BRIEF — Take the material below and retype it in full; pictures are left out.

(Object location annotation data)
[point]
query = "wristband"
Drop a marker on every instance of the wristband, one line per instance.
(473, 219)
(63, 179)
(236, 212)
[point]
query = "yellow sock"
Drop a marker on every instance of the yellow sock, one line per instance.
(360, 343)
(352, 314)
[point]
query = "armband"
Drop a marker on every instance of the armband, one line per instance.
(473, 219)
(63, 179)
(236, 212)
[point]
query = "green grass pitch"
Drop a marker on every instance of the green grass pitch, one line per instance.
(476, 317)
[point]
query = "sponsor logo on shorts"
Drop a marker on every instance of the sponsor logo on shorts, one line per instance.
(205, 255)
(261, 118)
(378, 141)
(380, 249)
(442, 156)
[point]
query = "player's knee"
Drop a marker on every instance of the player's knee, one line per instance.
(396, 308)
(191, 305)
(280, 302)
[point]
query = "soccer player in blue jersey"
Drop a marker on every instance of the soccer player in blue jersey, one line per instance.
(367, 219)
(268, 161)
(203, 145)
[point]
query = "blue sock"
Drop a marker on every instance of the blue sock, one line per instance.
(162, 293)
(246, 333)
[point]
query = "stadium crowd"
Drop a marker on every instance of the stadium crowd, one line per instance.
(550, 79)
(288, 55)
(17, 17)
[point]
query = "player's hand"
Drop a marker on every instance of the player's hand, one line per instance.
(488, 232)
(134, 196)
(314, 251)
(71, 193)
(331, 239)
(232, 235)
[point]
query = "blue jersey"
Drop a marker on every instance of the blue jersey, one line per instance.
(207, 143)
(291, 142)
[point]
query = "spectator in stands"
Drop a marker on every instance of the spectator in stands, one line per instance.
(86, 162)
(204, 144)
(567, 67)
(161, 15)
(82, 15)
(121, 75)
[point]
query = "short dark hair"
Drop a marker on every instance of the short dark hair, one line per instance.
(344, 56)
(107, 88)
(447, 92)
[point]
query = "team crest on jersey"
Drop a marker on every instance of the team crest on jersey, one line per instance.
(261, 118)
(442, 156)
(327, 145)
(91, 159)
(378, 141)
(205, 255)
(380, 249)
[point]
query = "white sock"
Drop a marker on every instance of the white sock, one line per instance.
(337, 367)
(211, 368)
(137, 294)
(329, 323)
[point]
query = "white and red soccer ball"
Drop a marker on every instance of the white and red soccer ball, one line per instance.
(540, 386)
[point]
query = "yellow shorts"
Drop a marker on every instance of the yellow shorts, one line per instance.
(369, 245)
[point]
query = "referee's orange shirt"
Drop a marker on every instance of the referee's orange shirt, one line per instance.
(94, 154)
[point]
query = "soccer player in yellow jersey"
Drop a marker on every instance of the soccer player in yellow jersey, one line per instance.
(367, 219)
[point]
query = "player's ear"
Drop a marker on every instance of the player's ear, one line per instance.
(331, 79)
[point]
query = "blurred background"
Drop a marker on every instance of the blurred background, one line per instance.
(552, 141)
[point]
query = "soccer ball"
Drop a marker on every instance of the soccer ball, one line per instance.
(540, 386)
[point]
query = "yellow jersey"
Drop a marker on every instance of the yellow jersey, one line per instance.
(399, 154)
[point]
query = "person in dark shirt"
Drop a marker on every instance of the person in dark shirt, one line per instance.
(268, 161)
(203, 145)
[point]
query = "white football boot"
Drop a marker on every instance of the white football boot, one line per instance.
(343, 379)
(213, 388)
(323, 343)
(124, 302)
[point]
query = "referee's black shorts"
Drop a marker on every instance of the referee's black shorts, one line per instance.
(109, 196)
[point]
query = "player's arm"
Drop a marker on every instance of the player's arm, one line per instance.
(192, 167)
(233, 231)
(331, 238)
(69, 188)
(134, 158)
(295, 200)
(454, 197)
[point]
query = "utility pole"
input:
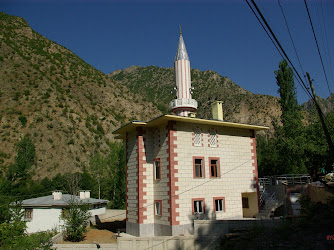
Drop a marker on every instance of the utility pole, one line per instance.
(324, 127)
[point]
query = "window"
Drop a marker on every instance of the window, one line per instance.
(213, 138)
(198, 206)
(28, 214)
(214, 167)
(156, 142)
(219, 204)
(198, 167)
(157, 169)
(197, 137)
(245, 203)
(65, 213)
(158, 208)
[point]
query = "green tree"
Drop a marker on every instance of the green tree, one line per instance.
(97, 165)
(12, 225)
(291, 111)
(76, 221)
(24, 159)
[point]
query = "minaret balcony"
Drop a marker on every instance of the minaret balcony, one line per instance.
(183, 103)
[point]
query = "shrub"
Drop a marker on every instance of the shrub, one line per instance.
(23, 120)
(76, 222)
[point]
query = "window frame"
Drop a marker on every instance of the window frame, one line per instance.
(155, 208)
(155, 169)
(203, 167)
(65, 213)
(215, 138)
(200, 137)
(193, 205)
(245, 203)
(30, 213)
(218, 166)
(214, 204)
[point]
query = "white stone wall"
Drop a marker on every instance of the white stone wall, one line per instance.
(161, 187)
(236, 170)
(132, 178)
(44, 219)
(149, 197)
(97, 211)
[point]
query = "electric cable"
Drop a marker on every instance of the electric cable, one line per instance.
(316, 41)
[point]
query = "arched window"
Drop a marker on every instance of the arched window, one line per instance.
(197, 137)
(156, 140)
(213, 138)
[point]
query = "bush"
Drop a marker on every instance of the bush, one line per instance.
(23, 120)
(76, 222)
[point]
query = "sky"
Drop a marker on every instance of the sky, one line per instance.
(223, 36)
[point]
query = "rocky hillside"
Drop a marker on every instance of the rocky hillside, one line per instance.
(68, 108)
(156, 84)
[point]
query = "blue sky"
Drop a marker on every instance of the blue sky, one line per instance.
(223, 36)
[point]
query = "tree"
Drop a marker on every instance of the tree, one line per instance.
(76, 221)
(12, 225)
(24, 159)
(97, 165)
(291, 111)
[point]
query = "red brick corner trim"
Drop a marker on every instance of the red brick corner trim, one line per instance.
(141, 208)
(127, 180)
(172, 180)
(255, 171)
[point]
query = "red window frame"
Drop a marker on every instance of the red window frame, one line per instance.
(203, 167)
(155, 211)
(198, 199)
(218, 167)
(28, 213)
(214, 203)
(154, 169)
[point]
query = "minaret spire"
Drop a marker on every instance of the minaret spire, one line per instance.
(183, 105)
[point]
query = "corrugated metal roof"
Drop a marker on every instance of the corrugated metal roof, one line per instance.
(48, 201)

RESPONSE TO THIS EXERCISE —
[point]
query = "wristband"
Drop a marker on every instance of the wristband, one line per instance.
(473, 219)
(63, 179)
(236, 212)
[point]
query = "yellow sock"
Drop a marker on every instance of the yellow sock, one line per instance.
(360, 343)
(352, 314)
[point]
query = "armband"
Drop a marker on every instance of the armband, one line per instance.
(473, 219)
(63, 179)
(236, 212)
[point]
query = "green grass pitch"
Drop a marker on every instance of the green grass pitch, one line per instance.
(476, 317)
[point]
query = "sponsor logo on shorts"
Drop a marker on every instance of the sponsor logo on shorts, one line per instance.
(205, 255)
(261, 118)
(378, 141)
(380, 249)
(442, 156)
[point]
query = "player's knee"
Drop a marker on every instance of the player's knee, one line per instance.
(396, 308)
(191, 305)
(280, 302)
[point]
query = "soccer player in blue jersey"
Drop a marker on every instance of the soccer player in blue jersey, one line per instance.
(367, 219)
(268, 161)
(203, 145)
[point]
query = "blue sock"
Drop a marker on every instance of the blue sock, one line per instance.
(162, 293)
(246, 333)
[point]
query = "stadium crowd"
Drop a marker on every instance of the stadium crowd, one line per instance.
(550, 79)
(288, 55)
(17, 17)
[point]
query = "player's hand"
Drop a marker on every instance of the player's hand, one line per instance.
(488, 232)
(134, 196)
(314, 251)
(71, 193)
(331, 239)
(232, 235)
[point]
query = "blue jersey"
Drop a marker on every instance of the blue jersey, one line per instance.
(207, 143)
(291, 142)
[point]
query = "spectator in stands"
Drop a marker on every instance of the spectator in stands, one line per instance.
(86, 162)
(204, 144)
(567, 67)
(161, 15)
(82, 15)
(121, 75)
[point]
query = "short dark hair"
Drop a marker on every instance of the short dark hair, one line per instance.
(344, 56)
(107, 88)
(447, 92)
[point]
query = "team crest on jersey"
Drop a marker on every instance of the team crest on jersey, one line per instance.
(261, 118)
(442, 156)
(327, 145)
(91, 159)
(378, 141)
(205, 255)
(380, 249)
[point]
query = "white sock"
Drop a marker on every instance of the white sock, one line per instance.
(337, 367)
(211, 368)
(137, 294)
(329, 323)
[point]
query = "white and red soccer ball"
Drop a marker on every instance of the white and red soccer ball, one line per instance.
(540, 386)
[point]
query = "yellow shorts"
Drop a marker on every instance of the yellow shorts, one line per instance.
(369, 245)
[point]
query = "referee's orange shirt"
Drop a marker on every instance of the referee's orange shirt, one line per instance.
(94, 154)
[point]
query = "soccer player in yellow jersey"
Drop a marker on every instance of the soccer player in yellow jersey, one line per instance.
(367, 219)
[point]
query = "player's ear"
Drop a marker on every instance of the player's ear, one line per instance.
(331, 79)
[point]
query = "blurred background"
Drop a marker on every instance of the blurred background, one line per instance.
(552, 141)
[point]
query = "soccer ball"
Drop a marker on every instance of the soccer ball, one line per instance.
(540, 386)
[point]
query = "yellow jersey"
Drop a marker on every instance of the yellow jersey, one line per instance.
(399, 154)
[point]
query = "person in dark shirt"
Drop a marker on every instance of the person in dark shirt, one line per instance.
(268, 161)
(203, 145)
[point]
query = "white football boot"
Drop a marker on every instance of the white football boot, one line per instance.
(343, 379)
(213, 388)
(323, 343)
(124, 302)
[point]
query = "referee's black shorts"
Drop a marker on every instance of the referee's black shorts, one line per instance.
(109, 196)
[point]
query = "player's arm"
Drop a marker on every instance of the player's arm, one line per instance.
(192, 167)
(233, 231)
(331, 238)
(69, 188)
(134, 158)
(295, 200)
(454, 197)
[point]
query = "utility pole"
input:
Drop a marker on every instance of the utility pole, one line per instance.
(324, 127)
[point]
query = "window"
Drop a marker on every instance of the window, one line per instance.
(213, 138)
(198, 206)
(28, 214)
(214, 167)
(156, 142)
(219, 204)
(198, 167)
(157, 169)
(197, 137)
(245, 203)
(65, 213)
(158, 208)
[point]
query = "green tree"
Drop a marker on every instance of the green tree, one line per instance.
(97, 165)
(12, 225)
(291, 111)
(76, 221)
(24, 159)
[point]
query = "minaret balcony"
Drop a marker on every instance of the minaret balcony, one line per instance.
(183, 103)
[point]
query = "shrub"
Drop a marker on every instance of the shrub, one line per instance.
(23, 120)
(76, 222)
[point]
query = "window frame"
Drop a marker on every instance of the window frame, one line per instance.
(155, 208)
(155, 169)
(203, 167)
(65, 213)
(215, 138)
(200, 137)
(193, 205)
(245, 203)
(30, 213)
(218, 166)
(214, 204)
[point]
query = "white stone wall"
Drop a marker on every instance of the white stone wall, one line per instance.
(161, 187)
(236, 170)
(132, 178)
(44, 219)
(149, 197)
(97, 211)
[point]
query = "electric cable"
Drop a marker on every instance of the electric cable, one line per instance.
(316, 41)
[point]
query = "arched window"
Drop a marker on every instance of the arched window, one line per instance.
(197, 137)
(156, 140)
(213, 138)
[point]
query = "bush"
Drop a marker on every instance of the bush, one line per instance.
(23, 120)
(76, 222)
[point]
query = "sky"
Drop a marker on every instance of the sky, one line per instance.
(223, 36)
[point]
query = "rocky hillside"
Drop a marker on every instance of the rocky hillside, one line per instance.
(68, 108)
(156, 84)
[point]
query = "blue sky"
Drop a marker on every instance of the blue sky, one line per instance.
(223, 36)
[point]
query = "tree"
Drop a marker on every instance of the tree, one line per instance.
(76, 221)
(12, 225)
(24, 159)
(97, 165)
(291, 111)
[point]
query = "red brick corner trim"
Drop a marker on every instance of the red brick corner trim, one line per instance.
(141, 208)
(127, 180)
(172, 180)
(255, 171)
[point]
query = "red window frame"
Drop a marker on every instance of the red window frame, one line per instance.
(203, 167)
(155, 211)
(198, 199)
(218, 167)
(28, 213)
(214, 203)
(154, 169)
[point]
query = "minaret spire"
Drop a marker on every instance of the minaret spire, one line per instance.
(183, 105)
[point]
query = "corrugated metal roof"
Drop a marker on every instance of the corrugated metal roof, one line per instance.
(48, 201)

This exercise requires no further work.